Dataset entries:
---+---

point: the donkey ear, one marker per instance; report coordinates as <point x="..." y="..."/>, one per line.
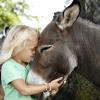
<point x="70" y="15"/>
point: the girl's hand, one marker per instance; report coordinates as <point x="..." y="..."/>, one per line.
<point x="55" y="84"/>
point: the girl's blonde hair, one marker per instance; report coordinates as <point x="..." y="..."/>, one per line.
<point x="16" y="38"/>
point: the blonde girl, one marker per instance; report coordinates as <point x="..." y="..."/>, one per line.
<point x="17" y="51"/>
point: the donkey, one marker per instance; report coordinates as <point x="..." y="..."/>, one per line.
<point x="66" y="43"/>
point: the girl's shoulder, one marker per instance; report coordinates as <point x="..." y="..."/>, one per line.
<point x="8" y="63"/>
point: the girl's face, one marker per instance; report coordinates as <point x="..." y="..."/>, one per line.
<point x="27" y="53"/>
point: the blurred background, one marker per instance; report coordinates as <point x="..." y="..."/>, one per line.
<point x="38" y="13"/>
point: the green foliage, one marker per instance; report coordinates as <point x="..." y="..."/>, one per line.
<point x="10" y="11"/>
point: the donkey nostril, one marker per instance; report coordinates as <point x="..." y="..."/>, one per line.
<point x="45" y="48"/>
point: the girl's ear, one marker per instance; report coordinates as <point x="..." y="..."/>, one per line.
<point x="68" y="17"/>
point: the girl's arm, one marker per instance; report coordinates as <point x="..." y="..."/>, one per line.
<point x="25" y="89"/>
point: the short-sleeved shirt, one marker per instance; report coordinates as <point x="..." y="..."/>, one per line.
<point x="11" y="70"/>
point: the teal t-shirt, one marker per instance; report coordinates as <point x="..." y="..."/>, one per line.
<point x="11" y="70"/>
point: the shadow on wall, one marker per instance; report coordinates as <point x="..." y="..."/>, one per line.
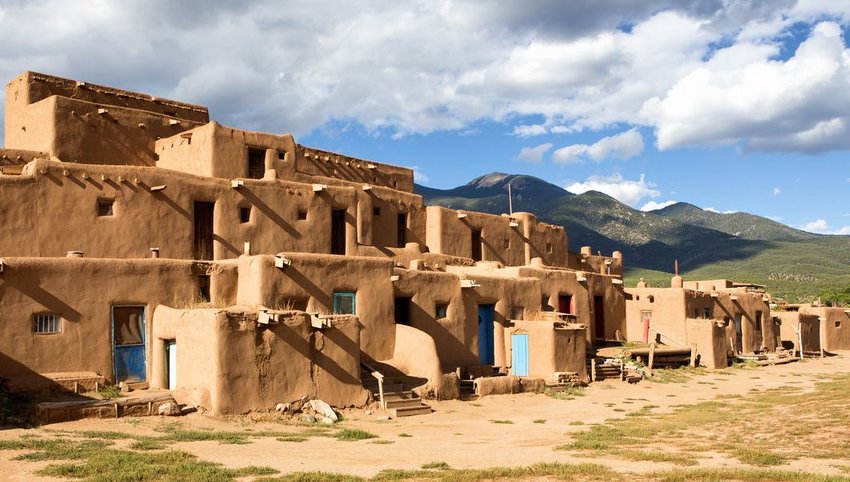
<point x="450" y="348"/>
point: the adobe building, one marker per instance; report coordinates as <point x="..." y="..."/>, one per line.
<point x="721" y="318"/>
<point x="144" y="243"/>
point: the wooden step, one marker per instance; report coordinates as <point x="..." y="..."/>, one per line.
<point x="403" y="403"/>
<point x="422" y="409"/>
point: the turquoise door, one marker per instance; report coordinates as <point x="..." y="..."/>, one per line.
<point x="519" y="354"/>
<point x="128" y="343"/>
<point x="485" y="334"/>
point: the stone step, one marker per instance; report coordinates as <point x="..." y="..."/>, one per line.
<point x="422" y="409"/>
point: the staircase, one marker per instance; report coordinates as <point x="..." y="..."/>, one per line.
<point x="397" y="399"/>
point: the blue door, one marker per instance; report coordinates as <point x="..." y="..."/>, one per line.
<point x="485" y="334"/>
<point x="344" y="303"/>
<point x="128" y="343"/>
<point x="519" y="354"/>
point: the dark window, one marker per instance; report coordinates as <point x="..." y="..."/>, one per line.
<point x="203" y="239"/>
<point x="45" y="323"/>
<point x="544" y="304"/>
<point x="338" y="231"/>
<point x="517" y="312"/>
<point x="476" y="244"/>
<point x="402" y="310"/>
<point x="203" y="288"/>
<point x="401" y="230"/>
<point x="565" y="303"/>
<point x="344" y="303"/>
<point x="104" y="207"/>
<point x="244" y="214"/>
<point x="256" y="163"/>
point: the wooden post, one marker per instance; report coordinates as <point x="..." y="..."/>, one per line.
<point x="651" y="356"/>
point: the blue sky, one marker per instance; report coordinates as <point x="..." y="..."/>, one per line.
<point x="728" y="105"/>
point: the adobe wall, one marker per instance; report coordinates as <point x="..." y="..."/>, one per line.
<point x="669" y="307"/>
<point x="228" y="363"/>
<point x="274" y="223"/>
<point x="312" y="279"/>
<point x="557" y="282"/>
<point x="447" y="233"/>
<point x="314" y="162"/>
<point x="80" y="122"/>
<point x="553" y="347"/>
<point x="709" y="338"/>
<point x="836" y="325"/>
<point x="82" y="291"/>
<point x="808" y="324"/>
<point x="585" y="260"/>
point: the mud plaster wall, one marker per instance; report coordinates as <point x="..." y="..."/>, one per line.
<point x="708" y="336"/>
<point x="314" y="278"/>
<point x="273" y="226"/>
<point x="92" y="124"/>
<point x="82" y="291"/>
<point x="552" y="347"/>
<point x="555" y="283"/>
<point x="836" y="326"/>
<point x="316" y="162"/>
<point x="253" y="367"/>
<point x="511" y="246"/>
<point x="808" y="324"/>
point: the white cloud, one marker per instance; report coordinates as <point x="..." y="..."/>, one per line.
<point x="620" y="146"/>
<point x="624" y="190"/>
<point x="534" y="154"/>
<point x="821" y="226"/>
<point x="530" y="130"/>
<point x="397" y="70"/>
<point x="654" y="206"/>
<point x="418" y="175"/>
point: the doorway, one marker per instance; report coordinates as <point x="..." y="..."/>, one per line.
<point x="486" y="349"/>
<point x="338" y="231"/>
<point x="402" y="310"/>
<point x="599" y="317"/>
<point x="565" y="304"/>
<point x="476" y="244"/>
<point x="203" y="239"/>
<point x="519" y="354"/>
<point x="171" y="364"/>
<point x="128" y="343"/>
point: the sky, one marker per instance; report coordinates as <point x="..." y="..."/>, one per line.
<point x="730" y="105"/>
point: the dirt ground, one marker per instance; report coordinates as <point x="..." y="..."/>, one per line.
<point x="504" y="430"/>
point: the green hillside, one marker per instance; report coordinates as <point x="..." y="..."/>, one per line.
<point x="793" y="264"/>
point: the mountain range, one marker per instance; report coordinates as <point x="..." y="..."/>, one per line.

---+---

What the task requires: Set down the lines of the records above exactly, apart from the pictures.

Solution:
point: the donkey ear, one marker per instance; report coordinates as <point x="..." y="..."/>, one per line.
<point x="70" y="15"/>
point: the girl's hand, one marker per instance; report coordinates as <point x="..." y="..."/>, one per line.
<point x="55" y="84"/>
point: the girl's blonde hair, one marker per instance; report coordinates as <point x="..." y="..."/>, one per line.
<point x="16" y="38"/>
point: the blonde girl, one marker per instance; report coordinates as <point x="..." y="..."/>, one per line.
<point x="17" y="51"/>
point: the donkey, one marker per instance; report coordinates as <point x="..." y="..."/>, one per line.
<point x="66" y="43"/>
point: the girl's shoulder, one marker per instance; report coordinates as <point x="..." y="..."/>, one per line.
<point x="8" y="63"/>
point: the girl's face, one marker per instance; report coordinates as <point x="..." y="..."/>, one per line.
<point x="27" y="53"/>
point: the blurred background, one marker per instance; report coordinates as <point x="..." y="..."/>, one per line.
<point x="38" y="13"/>
point: the green foliage, one marker per instance; report coordinates as <point x="..." y="..."/>, one per line.
<point x="10" y="11"/>
point: the donkey nostril, one marker per instance; report coordinates as <point x="..." y="..."/>, one per line.
<point x="45" y="48"/>
point: the girl's ear, one marker per instance; report coordinates as <point x="..." y="..."/>, one per line.
<point x="68" y="17"/>
point: the girl's arm, one marker per instance; report coordinates as <point x="..." y="..."/>, one per line.
<point x="25" y="89"/>
point: the short-sleeved shirt, one marker per instance; report coordinates as <point x="..." y="..."/>, one per line.
<point x="11" y="70"/>
point: the teal t-shirt, one marker per instance; report coordinates as <point x="..." y="..."/>, one per line.
<point x="11" y="70"/>
point: the shadow on wall, one marker per instance; report coordinates as <point x="..." y="..."/>, one per line.
<point x="450" y="348"/>
point: the adobe building, one marker per instance; report coordinates as <point x="..." y="..."/>, one per line.
<point x="721" y="318"/>
<point x="144" y="243"/>
point: the wooden step, one marker per instance; report coordinates as <point x="..." y="..."/>, one per line.
<point x="403" y="403"/>
<point x="422" y="409"/>
point: the turquoise door, one marker per instance; report coordinates as <point x="..." y="..."/>, one per line.
<point x="519" y="354"/>
<point x="128" y="343"/>
<point x="485" y="334"/>
point: the stone step, one marker per instance; report coordinates as <point x="..." y="..."/>, one per line.
<point x="422" y="409"/>
point: the staircase, one marker per instance; report coordinates as <point x="..." y="..."/>, one per line.
<point x="397" y="399"/>
point: the blue door, one marker per instance; report coordinates as <point x="..." y="..."/>, one per line.
<point x="485" y="334"/>
<point x="344" y="303"/>
<point x="128" y="343"/>
<point x="519" y="354"/>
point: the dark window, one marker per instance; report coordinates as <point x="..." y="..."/>, one per line.
<point x="203" y="239"/>
<point x="45" y="323"/>
<point x="544" y="304"/>
<point x="338" y="231"/>
<point x="517" y="312"/>
<point x="476" y="244"/>
<point x="402" y="310"/>
<point x="203" y="288"/>
<point x="401" y="230"/>
<point x="565" y="303"/>
<point x="344" y="303"/>
<point x="104" y="207"/>
<point x="244" y="214"/>
<point x="256" y="163"/>
point: the wooden post, one marker per instance; report coordinates as <point x="..." y="..."/>, one per line.
<point x="651" y="356"/>
point: the blue sky, one marker per instance; report coordinates as <point x="..." y="..."/>, one per line.
<point x="728" y="105"/>
point: the adobe wall, one marker per instance; report coordinates as <point x="..." y="..."/>, one per line.
<point x="669" y="307"/>
<point x="228" y="363"/>
<point x="274" y="223"/>
<point x="312" y="279"/>
<point x="557" y="282"/>
<point x="447" y="233"/>
<point x="314" y="162"/>
<point x="80" y="122"/>
<point x="553" y="347"/>
<point x="709" y="338"/>
<point x="836" y="325"/>
<point x="82" y="291"/>
<point x="808" y="324"/>
<point x="585" y="260"/>
point: the mud plaster wall, one marker per instance; report coordinates as <point x="..." y="..."/>, one per line.
<point x="708" y="336"/>
<point x="314" y="278"/>
<point x="273" y="226"/>
<point x="92" y="124"/>
<point x="82" y="291"/>
<point x="552" y="347"/>
<point x="555" y="283"/>
<point x="836" y="326"/>
<point x="316" y="162"/>
<point x="253" y="367"/>
<point x="511" y="246"/>
<point x="808" y="324"/>
point: the white cloud, one marker per instance; report coordinates as <point x="..." y="..."/>, one per line.
<point x="620" y="146"/>
<point x="624" y="190"/>
<point x="534" y="154"/>
<point x="821" y="226"/>
<point x="530" y="130"/>
<point x="397" y="70"/>
<point x="654" y="206"/>
<point x="418" y="175"/>
point: the doorway, one marker per instance; report coordinates as <point x="..." y="..."/>, one per line.
<point x="486" y="349"/>
<point x="338" y="231"/>
<point x="402" y="310"/>
<point x="599" y="317"/>
<point x="565" y="304"/>
<point x="476" y="244"/>
<point x="203" y="239"/>
<point x="519" y="354"/>
<point x="171" y="364"/>
<point x="128" y="343"/>
point: the sky, one marker per instance; report coordinates as <point x="..." y="..."/>, one per line.
<point x="730" y="105"/>
point: the dirt ground, one marker per instance; report coordinates as <point x="..." y="..."/>, one per line.
<point x="504" y="430"/>
point: the green hillside, one marker per instance; report coordinates as <point x="..." y="..."/>, one per line.
<point x="793" y="264"/>
point: the mountain range, one marker per instance; report coordinates as <point x="..." y="..."/>, one per line.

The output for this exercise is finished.